Selected text:

Chromatin immunoprecipitation (ChIP)

The cells were detected using the ChIP Assay Kit (P2078, Beyotime). Briefly, the cells were fixed with formaldehyde, counted, dispersed into 1 × 106 cells/tube, washed with PBS containing PMSF, and lysed in SDS lysis buffer on ice for 10 min. Then, the lysate was sonicated for 10 cycles of 1 s power-on and 10 s intervals with the intensity of 30 W. After dilution buffer, Protein A + G was added to the solution. Rabbit IgG and DNMT1 antibody (2 µg) were added sequentially to the mixture and incubated at 4 ℃ overnight. On the second day, the elution buffer was incubated at 65 ℃ for 4 h. After DNA purification, the samples were amplified by PCR, and the amplicons were detected by agarose gel electrophoresis. The reaction system and primer design are shown in Tables S5 and S6. The antibodies were as follows: DNMT1 antibody (1:100, 5032 S, Cell Signaling Technology) and SOCS1 antibody (1:100, ABP52477, Abbkine).

Lentivirus infection

The interference sequence was designed according to the SOCS1 gene nucleotide sequence provided by the GenBank database (NM_003745.2). The SOCS1-siRNA was designed and synthesized from Tsingke Biotechnology Co., Ltd (Table S7), and the recombinant lentivirus packaged with SOCS1 overexpression vector was provided by GenePharma. An equivalent of 5 × 104 HCC cells/well were inoculated into 6-well plates and transfected using Lipofectamine 2000, according to the manufacturer’s instructions, when the cell confluency was 70–80%, and the medium was changed 4–6 h post-transfection. The resistant cells are obtained after puromycin (4 µg/mL) screening, and these cells are collected as established new cell lines.

Spheroid formation assay

An equivalent of 5000 HCC cells/well was inoculated into the Ultra-Low attachment 6-well plates and cultured in stem cell medium at 37 °C under 5% CO2. The media were refreshed every 2–3 days, and the tumor lesions were counted and images captured after 2 weeks.

Soft-agar colony formation assay

1.2% and 0.7% agarose solution was prepared in a constant temperature water bath at 50 °C. Layer agar: 1.2% soft agar was mixed with DMEM containing 20% FBS at 1:1. A volume of 2 mL was evenly spread on the wells and allowed to solidify at room temperature. Cell suspension (1 × 103 HCC cells/mL) was mixed with 0.7% agarose in equal proportion and quickly added to the wells. After 2 weeks, the plates were stained with 0.05% crystal violet. The colonies were counted and images captured. The colony formation rate = number of colonies/number of inoculated cells.

Recorded information:
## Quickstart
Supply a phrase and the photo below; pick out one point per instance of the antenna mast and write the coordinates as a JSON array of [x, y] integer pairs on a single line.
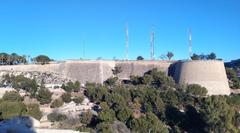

Requirement: In the laboratory methods text, what concentration of puromycin was used to select the resistant cells?

Task result: 4 µg/mL